▶ **Data shown**
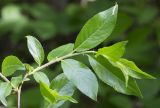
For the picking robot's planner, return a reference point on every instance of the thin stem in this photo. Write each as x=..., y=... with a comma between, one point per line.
x=44, y=66
x=19, y=91
x=19, y=97
x=6, y=80
x=59, y=59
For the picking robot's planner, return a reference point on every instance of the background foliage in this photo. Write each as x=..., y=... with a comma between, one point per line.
x=56, y=22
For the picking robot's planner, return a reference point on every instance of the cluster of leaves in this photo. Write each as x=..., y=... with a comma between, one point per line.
x=107, y=63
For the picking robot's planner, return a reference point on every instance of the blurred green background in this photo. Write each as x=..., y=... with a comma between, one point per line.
x=56, y=22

▶ **What to work on**
Could you rewrite the whole listing with "picking robot's planner" renamed to "harvesting arm's controller" everywhere and nothing else altered? Leave the pictures out.

▶ **Complete response**
For the harvesting arm's controller, return a reference point on every instance of the thin stem in this photo. Write each as x=..., y=... with a comma between, one point per line.
x=44, y=66
x=19, y=91
x=19, y=97
x=6, y=80
x=59, y=59
For the harvesting arm's controller, return a reference point on every instance of the background foliage in this photo. Write each as x=..., y=... with a comma between, one point per line.
x=56, y=22
For the harvesting arm's controller, return a reference point on every instance of the cluster of leaves in this photo. Write each as x=..., y=... with a comma between, one point per line.
x=107, y=63
For the harvesting arm's controller, return a reference point on every instance of the blurred green background in this photo. Write each as x=..., y=... with a comma between, one point per line.
x=56, y=22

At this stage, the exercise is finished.